Start of EXCERPTED TEXT

Reynolds Tichenor's eleven as posted in Fuzzy Woodruff's A History of Southern Football includes:
- Sandy Beaver, guard for Georgia. He was once head of Riverside Military Academy.
- Marvin M. Dickinson, halfback for Georgia, later coached for his alma mater.
- James C. Elmer, guard for Auburn. Tradition dictates many publications list Elmer as the school's first All-Southern selection.
- Jock Hanvey, fullback for Clemson. He started every game
- Harold Ketron, center for Georgia, known as "War Eagle." Ketron was known as quite a physical player, one source reporting he pulled hair and spat tobacco juice in faces. Another writer claims "There have been many of the old players who have followed the Georgia games long after graduation, but none of them with a record of more loyalty than the "War Eagle."'
- Joseph Lee Kirby-Smith, tackle for Sewanee, son of Edmund Kirby-Smith. He later moved to Jacksonville, Florida as a practicing dermatologist and gaining distinction throughout Florida and the south.

End of EXCERPTED TEXT

**BRIEF A**
Quote the passage on Reynolds Tichenor's eleven word for word, starting with "Reynolds Tichenor's eleven" and going on through "first All-Southern selection.".
**BRIEF B**
Write the next part of the list of Reynolds Tichenor's eleven, picking up after its last line.

Start of SUPPLIED RECORDS

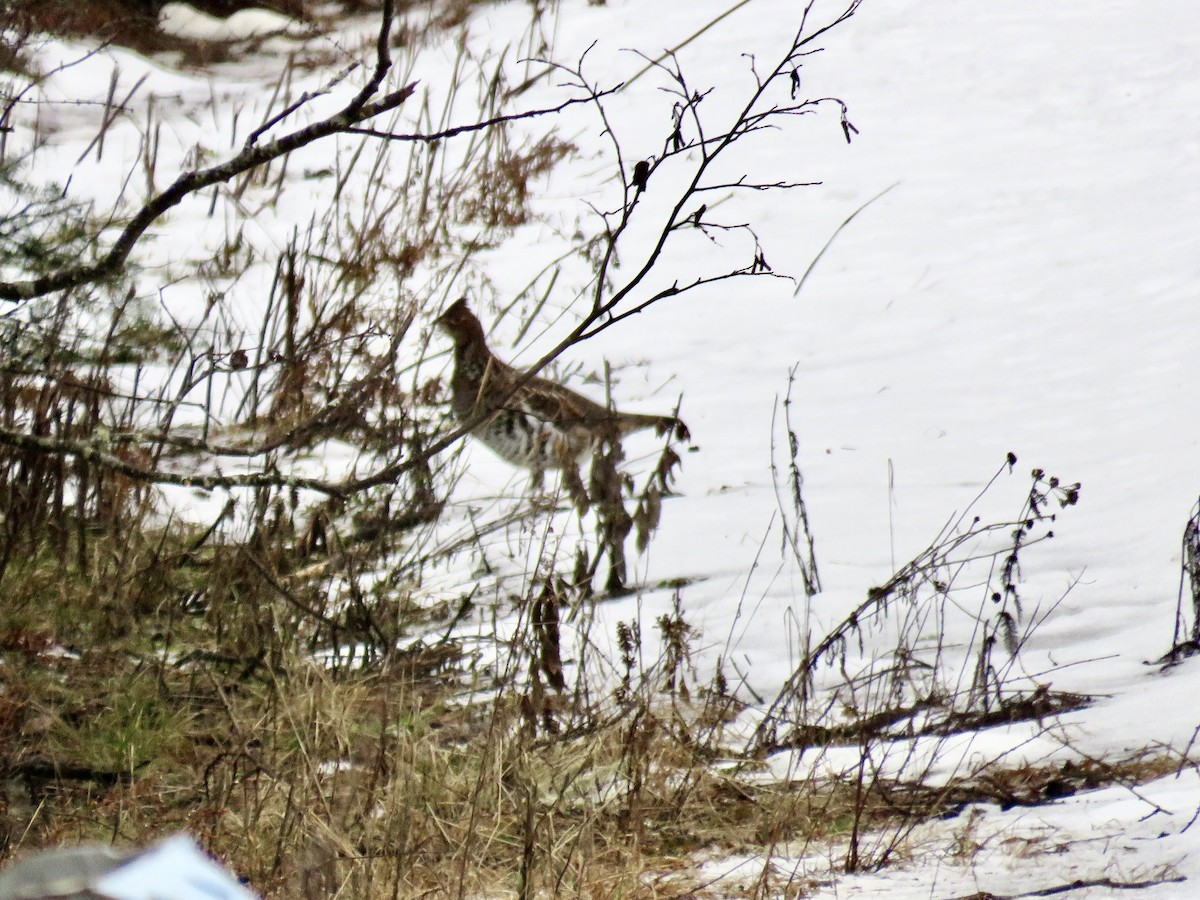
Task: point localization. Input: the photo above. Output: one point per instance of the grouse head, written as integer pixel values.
(461, 324)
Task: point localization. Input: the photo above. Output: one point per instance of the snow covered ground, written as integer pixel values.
(1027, 286)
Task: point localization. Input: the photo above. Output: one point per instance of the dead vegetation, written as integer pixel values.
(285, 676)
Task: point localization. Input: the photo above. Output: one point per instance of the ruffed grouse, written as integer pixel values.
(537, 423)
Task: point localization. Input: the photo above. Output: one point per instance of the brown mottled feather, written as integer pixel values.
(538, 424)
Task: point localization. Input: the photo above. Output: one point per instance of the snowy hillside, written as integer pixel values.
(1023, 279)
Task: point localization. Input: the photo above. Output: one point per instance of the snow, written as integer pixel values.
(184, 21)
(1027, 286)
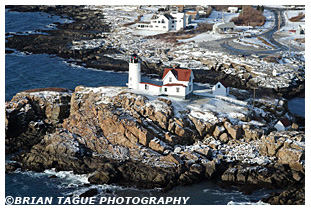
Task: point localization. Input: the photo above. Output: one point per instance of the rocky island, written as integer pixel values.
(114, 135)
(118, 136)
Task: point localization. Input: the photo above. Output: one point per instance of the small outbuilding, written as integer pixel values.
(282, 124)
(221, 88)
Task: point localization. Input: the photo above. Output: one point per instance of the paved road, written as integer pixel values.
(227, 45)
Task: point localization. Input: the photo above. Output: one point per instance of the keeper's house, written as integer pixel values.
(176, 82)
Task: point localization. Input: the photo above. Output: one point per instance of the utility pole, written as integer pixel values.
(254, 96)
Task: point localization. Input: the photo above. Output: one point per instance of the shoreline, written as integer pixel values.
(169, 154)
(94, 58)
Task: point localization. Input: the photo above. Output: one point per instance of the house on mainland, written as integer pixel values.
(176, 82)
(220, 88)
(282, 124)
(233, 9)
(164, 22)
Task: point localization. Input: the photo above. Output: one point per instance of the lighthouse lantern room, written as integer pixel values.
(134, 72)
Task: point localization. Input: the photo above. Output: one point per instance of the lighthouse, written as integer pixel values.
(134, 72)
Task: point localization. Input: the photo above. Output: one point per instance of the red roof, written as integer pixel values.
(223, 83)
(150, 84)
(174, 84)
(180, 74)
(285, 122)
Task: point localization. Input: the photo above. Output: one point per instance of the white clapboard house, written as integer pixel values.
(220, 89)
(176, 82)
(164, 22)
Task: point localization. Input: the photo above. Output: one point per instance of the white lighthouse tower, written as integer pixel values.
(134, 72)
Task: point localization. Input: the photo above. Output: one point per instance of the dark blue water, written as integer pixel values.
(39, 71)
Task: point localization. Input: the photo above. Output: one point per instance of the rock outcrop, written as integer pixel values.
(122, 137)
(30, 114)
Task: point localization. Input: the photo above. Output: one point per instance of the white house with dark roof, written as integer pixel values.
(176, 82)
(220, 88)
(164, 22)
(282, 124)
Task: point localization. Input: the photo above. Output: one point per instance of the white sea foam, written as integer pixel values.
(247, 203)
(74, 179)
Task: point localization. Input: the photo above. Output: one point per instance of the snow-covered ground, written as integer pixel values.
(218, 17)
(255, 42)
(189, 54)
(292, 25)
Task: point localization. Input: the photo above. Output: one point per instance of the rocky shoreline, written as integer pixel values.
(118, 136)
(89, 25)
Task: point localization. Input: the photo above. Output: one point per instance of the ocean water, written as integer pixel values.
(38, 71)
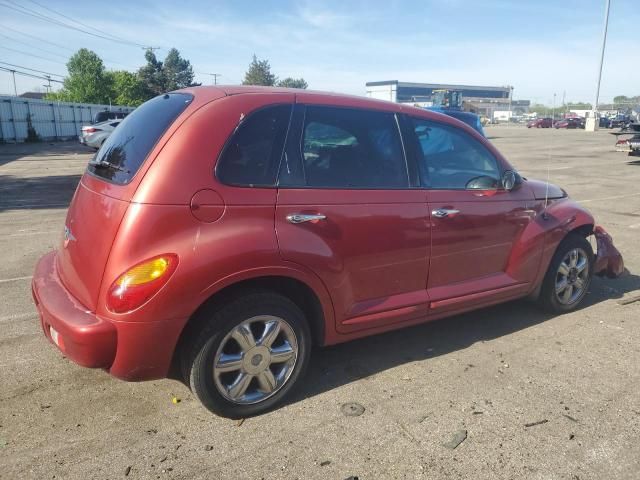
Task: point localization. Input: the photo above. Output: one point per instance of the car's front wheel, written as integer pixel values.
(569, 275)
(249, 355)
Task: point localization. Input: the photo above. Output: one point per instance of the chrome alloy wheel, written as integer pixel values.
(572, 277)
(255, 359)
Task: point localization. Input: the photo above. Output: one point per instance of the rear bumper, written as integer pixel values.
(82, 336)
(135, 350)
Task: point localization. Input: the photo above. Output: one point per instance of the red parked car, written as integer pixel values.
(569, 123)
(227, 230)
(540, 123)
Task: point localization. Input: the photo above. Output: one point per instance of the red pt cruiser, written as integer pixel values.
(228, 230)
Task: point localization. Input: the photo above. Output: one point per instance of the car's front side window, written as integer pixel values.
(350, 148)
(449, 158)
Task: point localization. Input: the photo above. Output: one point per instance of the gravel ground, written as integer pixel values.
(522, 394)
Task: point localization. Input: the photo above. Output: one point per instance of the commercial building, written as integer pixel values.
(478, 99)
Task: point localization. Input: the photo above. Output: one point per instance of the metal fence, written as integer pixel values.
(51, 120)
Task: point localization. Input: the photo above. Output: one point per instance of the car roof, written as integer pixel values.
(212, 92)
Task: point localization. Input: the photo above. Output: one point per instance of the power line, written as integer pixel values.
(26, 74)
(40, 39)
(39, 16)
(31, 55)
(78, 21)
(32, 69)
(31, 46)
(106, 60)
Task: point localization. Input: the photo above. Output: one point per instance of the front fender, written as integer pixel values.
(555, 222)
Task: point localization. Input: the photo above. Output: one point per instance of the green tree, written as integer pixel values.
(293, 83)
(177, 71)
(128, 89)
(151, 74)
(87, 81)
(172, 74)
(259, 73)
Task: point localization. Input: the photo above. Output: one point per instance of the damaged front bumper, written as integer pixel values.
(609, 262)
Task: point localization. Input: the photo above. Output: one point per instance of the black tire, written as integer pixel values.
(549, 299)
(198, 358)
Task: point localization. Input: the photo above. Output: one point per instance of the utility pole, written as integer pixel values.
(215, 77)
(593, 125)
(15, 91)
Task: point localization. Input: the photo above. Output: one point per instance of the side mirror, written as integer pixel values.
(511, 180)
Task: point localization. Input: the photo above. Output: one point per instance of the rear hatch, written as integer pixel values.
(105, 191)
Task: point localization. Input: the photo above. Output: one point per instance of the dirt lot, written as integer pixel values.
(540, 397)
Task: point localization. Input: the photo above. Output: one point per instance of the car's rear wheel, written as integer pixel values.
(249, 355)
(569, 275)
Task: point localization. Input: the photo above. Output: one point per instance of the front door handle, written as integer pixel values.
(444, 212)
(301, 218)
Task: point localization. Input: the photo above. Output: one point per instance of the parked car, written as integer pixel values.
(301, 219)
(95, 135)
(621, 121)
(540, 123)
(106, 115)
(469, 118)
(604, 122)
(568, 123)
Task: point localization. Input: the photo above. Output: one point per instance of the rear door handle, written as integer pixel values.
(444, 212)
(302, 218)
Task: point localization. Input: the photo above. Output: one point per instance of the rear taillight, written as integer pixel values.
(141, 282)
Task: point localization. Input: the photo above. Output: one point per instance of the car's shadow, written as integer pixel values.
(54, 191)
(338, 365)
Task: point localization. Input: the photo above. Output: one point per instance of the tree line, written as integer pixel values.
(88, 80)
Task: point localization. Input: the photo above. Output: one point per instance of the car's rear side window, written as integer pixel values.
(127, 147)
(351, 148)
(252, 155)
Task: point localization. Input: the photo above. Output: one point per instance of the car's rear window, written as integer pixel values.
(127, 147)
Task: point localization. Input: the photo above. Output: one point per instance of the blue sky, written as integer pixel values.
(541, 47)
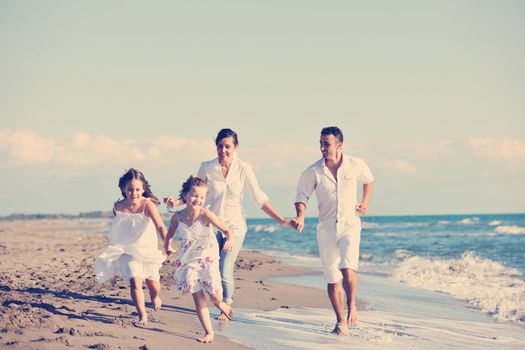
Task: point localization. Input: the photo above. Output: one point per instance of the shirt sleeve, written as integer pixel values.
(366, 175)
(305, 186)
(257, 195)
(202, 172)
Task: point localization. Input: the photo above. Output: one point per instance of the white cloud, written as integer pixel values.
(444, 148)
(399, 167)
(82, 150)
(26, 147)
(506, 149)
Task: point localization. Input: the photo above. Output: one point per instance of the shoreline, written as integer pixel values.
(50, 300)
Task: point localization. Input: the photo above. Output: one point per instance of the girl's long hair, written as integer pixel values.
(134, 174)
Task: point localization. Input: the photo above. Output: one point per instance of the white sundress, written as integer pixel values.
(197, 264)
(133, 249)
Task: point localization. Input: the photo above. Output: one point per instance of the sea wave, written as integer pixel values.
(264, 228)
(512, 230)
(469, 221)
(485, 284)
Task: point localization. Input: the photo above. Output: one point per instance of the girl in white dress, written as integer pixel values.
(133, 252)
(197, 264)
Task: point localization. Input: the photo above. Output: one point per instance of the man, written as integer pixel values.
(334, 179)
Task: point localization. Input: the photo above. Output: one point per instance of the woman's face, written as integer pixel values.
(226, 149)
(134, 190)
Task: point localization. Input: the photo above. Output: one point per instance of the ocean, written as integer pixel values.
(427, 282)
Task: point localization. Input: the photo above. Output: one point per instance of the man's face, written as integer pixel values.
(330, 147)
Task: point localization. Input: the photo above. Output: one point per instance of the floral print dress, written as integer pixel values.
(197, 264)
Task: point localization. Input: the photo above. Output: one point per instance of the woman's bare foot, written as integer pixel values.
(352, 318)
(208, 338)
(226, 311)
(157, 303)
(340, 329)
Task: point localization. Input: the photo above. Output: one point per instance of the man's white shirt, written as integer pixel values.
(336, 199)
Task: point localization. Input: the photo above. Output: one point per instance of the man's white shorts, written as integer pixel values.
(338, 250)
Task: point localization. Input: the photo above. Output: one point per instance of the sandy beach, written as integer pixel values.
(49, 299)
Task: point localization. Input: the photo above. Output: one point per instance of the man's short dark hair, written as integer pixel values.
(333, 130)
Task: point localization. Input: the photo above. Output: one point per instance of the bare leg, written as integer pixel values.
(204, 316)
(135, 285)
(335, 293)
(225, 309)
(350, 286)
(154, 291)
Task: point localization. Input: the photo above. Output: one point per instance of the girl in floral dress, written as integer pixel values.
(197, 263)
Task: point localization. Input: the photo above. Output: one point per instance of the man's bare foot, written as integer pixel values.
(226, 311)
(352, 318)
(208, 338)
(340, 329)
(157, 303)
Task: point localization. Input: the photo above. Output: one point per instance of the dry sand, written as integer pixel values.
(49, 299)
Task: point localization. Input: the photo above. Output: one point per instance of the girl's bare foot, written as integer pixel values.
(226, 311)
(157, 303)
(143, 321)
(208, 338)
(340, 329)
(222, 317)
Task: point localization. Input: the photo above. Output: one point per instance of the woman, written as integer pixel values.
(228, 177)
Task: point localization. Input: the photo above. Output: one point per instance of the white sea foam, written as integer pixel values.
(485, 284)
(469, 221)
(264, 228)
(369, 224)
(512, 230)
(308, 328)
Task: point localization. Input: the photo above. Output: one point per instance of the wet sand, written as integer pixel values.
(50, 300)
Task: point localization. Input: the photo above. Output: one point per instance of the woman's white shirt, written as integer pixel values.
(225, 194)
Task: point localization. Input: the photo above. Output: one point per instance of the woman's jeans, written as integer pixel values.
(227, 265)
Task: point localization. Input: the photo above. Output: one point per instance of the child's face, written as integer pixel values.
(134, 190)
(196, 196)
(226, 148)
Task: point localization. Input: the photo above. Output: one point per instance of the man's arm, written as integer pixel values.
(362, 207)
(298, 222)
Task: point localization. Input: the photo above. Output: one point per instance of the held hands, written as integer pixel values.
(228, 245)
(169, 201)
(361, 208)
(298, 223)
(168, 248)
(287, 223)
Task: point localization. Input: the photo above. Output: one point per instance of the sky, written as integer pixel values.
(429, 93)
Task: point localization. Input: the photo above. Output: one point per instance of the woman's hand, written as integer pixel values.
(228, 245)
(169, 201)
(168, 248)
(361, 209)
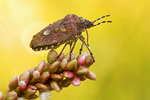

End of SUPPLIED RECORDS

**ANSWER A**
Reynolds Tichenor's eleven as posted in Fuzzy Woodruff's A History of Southern Football includes:
- Sandy Beaver, guard for Georgia. He was once head of Riverside Military Academy.
- Marvin M. Dickinson, halfback for Georgia, later coached for his alma mater.
- James C. Elmer, guard for Auburn. Tradition dictates many publications list Elmer as the school's first All-Southern selection.

**ANSWER B**
- John Maxwell, quarterback for Clemson. He started every game.
- Henry D. Phillips, guard for Sewanee. Sportswriter Fuzzy Woodruff called him "the greatest football player who ever sank cleated shoes into a chalk line south of the Mason-Dixon line."
- Frank Ridley, end for Georgia. One account of Ridley reads "Ridley's first year on the team he played this position so well that Coach Heisman named his as the All-Southern end. He is quick and active and never hesitates to tackle a man, seldom being blocked." He was later a physician and surgeon.
- Hope Sadler, end for Clemson. One publication reads "Vetter Sitton and Hope Sadler were the finest ends that Clemson ever had perhaps."
- Carl Sitton, end for Clemson. He also played baseball.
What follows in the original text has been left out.